(Annotation data for object locations)
>> BEGIN
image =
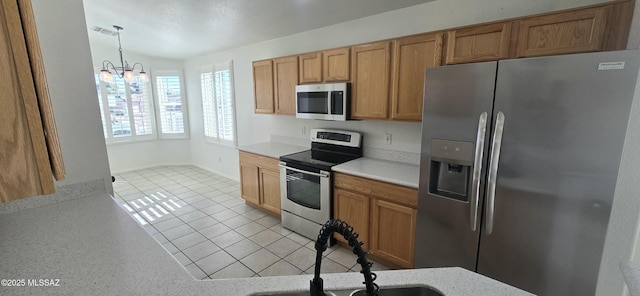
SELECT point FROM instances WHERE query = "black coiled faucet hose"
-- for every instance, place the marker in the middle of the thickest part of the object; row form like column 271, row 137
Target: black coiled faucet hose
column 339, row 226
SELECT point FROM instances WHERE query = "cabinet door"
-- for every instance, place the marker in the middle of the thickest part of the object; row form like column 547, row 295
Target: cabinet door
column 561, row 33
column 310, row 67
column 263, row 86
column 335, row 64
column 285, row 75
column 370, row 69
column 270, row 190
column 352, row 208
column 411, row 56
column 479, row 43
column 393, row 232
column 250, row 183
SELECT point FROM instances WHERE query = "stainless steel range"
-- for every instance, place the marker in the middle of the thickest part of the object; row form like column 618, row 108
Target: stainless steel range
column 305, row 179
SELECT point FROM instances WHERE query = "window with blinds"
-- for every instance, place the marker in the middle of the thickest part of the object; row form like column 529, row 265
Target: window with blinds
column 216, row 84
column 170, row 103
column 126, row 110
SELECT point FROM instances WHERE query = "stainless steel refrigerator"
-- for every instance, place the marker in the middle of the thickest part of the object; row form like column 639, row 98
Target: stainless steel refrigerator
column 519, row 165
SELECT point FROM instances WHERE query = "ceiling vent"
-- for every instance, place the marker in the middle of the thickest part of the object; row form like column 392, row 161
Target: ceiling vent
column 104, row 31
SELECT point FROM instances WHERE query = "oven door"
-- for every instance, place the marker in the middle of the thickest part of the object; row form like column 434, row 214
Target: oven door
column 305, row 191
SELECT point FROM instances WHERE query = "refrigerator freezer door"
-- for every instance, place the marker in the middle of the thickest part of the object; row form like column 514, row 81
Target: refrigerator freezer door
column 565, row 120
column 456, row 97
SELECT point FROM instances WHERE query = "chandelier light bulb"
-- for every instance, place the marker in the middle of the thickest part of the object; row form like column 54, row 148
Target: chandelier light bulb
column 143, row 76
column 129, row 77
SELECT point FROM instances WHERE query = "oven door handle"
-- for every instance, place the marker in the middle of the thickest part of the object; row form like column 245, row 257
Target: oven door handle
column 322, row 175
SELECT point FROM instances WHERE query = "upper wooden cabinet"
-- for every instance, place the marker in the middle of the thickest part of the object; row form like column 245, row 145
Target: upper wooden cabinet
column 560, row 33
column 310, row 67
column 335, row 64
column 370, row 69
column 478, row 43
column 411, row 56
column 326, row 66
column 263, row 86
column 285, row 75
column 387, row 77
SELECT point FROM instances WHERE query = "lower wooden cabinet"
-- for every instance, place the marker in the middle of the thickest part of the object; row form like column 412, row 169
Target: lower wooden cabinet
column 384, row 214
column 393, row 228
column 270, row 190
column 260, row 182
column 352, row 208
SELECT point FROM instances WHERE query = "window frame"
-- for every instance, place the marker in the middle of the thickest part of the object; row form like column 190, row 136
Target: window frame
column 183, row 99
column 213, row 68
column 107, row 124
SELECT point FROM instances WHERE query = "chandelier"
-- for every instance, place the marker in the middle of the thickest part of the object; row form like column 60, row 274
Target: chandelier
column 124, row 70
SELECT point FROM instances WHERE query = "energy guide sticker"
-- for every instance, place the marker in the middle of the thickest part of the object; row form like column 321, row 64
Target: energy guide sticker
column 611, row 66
>> END
>> BEGIN
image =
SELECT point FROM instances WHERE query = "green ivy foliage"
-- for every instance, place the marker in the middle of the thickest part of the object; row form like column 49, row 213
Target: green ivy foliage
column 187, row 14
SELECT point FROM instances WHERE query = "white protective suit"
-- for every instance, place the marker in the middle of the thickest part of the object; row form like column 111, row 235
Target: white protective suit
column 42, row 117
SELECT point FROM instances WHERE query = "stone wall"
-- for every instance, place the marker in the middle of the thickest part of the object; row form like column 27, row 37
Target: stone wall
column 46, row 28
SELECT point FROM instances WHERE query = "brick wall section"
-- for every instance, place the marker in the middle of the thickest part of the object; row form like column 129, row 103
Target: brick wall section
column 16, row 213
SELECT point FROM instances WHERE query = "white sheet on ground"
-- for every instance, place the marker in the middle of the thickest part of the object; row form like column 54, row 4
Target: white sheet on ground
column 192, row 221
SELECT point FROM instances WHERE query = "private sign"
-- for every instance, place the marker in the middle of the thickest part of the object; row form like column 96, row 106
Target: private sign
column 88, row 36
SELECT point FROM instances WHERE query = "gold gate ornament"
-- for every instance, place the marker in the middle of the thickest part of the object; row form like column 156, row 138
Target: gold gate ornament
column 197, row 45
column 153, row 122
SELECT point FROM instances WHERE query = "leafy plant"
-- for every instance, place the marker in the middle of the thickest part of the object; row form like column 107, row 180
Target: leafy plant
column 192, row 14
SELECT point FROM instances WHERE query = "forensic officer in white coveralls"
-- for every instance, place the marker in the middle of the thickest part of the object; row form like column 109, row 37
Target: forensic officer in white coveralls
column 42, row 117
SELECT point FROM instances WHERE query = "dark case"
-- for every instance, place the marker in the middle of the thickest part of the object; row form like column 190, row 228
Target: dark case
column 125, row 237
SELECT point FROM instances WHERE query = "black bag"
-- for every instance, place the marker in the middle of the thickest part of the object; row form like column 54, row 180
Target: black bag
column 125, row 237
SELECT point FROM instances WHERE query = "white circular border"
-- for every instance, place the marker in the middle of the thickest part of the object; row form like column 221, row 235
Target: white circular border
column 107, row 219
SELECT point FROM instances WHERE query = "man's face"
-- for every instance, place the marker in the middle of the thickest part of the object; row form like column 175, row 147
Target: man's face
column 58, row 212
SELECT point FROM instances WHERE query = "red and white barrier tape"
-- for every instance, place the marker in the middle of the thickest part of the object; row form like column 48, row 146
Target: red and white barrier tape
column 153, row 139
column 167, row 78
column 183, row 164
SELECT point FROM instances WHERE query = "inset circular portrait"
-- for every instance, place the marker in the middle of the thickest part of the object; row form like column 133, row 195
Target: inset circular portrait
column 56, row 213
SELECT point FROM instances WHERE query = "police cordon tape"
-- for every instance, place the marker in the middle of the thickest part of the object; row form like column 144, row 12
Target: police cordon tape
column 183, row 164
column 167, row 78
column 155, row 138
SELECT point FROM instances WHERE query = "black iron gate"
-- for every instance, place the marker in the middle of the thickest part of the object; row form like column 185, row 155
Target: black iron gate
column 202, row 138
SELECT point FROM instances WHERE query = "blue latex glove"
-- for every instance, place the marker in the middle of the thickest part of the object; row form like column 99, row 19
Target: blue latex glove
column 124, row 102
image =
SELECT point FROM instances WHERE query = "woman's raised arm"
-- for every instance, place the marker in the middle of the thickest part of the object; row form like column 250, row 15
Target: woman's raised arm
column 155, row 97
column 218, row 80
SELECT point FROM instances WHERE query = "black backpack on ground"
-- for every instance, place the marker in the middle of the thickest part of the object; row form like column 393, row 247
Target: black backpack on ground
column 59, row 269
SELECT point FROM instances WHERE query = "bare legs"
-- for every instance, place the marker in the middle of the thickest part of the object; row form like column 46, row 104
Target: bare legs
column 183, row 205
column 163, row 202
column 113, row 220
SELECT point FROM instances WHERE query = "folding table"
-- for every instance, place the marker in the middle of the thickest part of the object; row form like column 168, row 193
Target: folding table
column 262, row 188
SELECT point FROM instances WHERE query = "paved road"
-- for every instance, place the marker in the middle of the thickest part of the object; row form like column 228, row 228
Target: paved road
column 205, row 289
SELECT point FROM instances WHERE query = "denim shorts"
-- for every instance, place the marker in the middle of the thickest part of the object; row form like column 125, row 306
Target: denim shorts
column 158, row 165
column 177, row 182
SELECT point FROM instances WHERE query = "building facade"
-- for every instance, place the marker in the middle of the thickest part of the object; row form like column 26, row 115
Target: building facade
>> END
>> BEGIN
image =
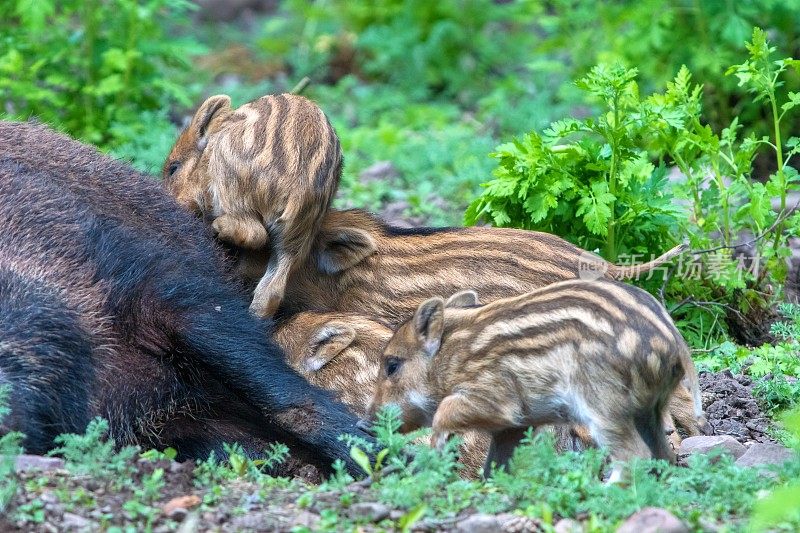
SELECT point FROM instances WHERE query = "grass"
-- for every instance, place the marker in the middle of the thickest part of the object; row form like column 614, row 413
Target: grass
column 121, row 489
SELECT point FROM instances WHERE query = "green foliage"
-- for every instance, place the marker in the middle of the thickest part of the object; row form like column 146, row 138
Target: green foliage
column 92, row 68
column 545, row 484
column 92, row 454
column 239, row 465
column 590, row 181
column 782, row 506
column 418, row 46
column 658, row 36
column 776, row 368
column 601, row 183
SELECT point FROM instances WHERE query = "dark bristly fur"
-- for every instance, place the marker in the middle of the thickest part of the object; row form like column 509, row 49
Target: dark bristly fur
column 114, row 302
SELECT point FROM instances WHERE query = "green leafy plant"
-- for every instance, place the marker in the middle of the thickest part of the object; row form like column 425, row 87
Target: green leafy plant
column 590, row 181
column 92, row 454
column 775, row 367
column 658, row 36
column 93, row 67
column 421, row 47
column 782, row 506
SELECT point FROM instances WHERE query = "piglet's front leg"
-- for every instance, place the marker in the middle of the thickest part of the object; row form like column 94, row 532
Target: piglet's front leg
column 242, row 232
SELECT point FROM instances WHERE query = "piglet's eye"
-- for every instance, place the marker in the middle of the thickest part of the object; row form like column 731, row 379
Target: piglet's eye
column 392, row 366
>> END
Select and copy in full every line of the records above that contains the string "light", treating uppercase and lowercase as distinct.

Finished exercise →
SELECT point FROM instances WHERE query = "chandelier light bulb"
Target: chandelier light bulb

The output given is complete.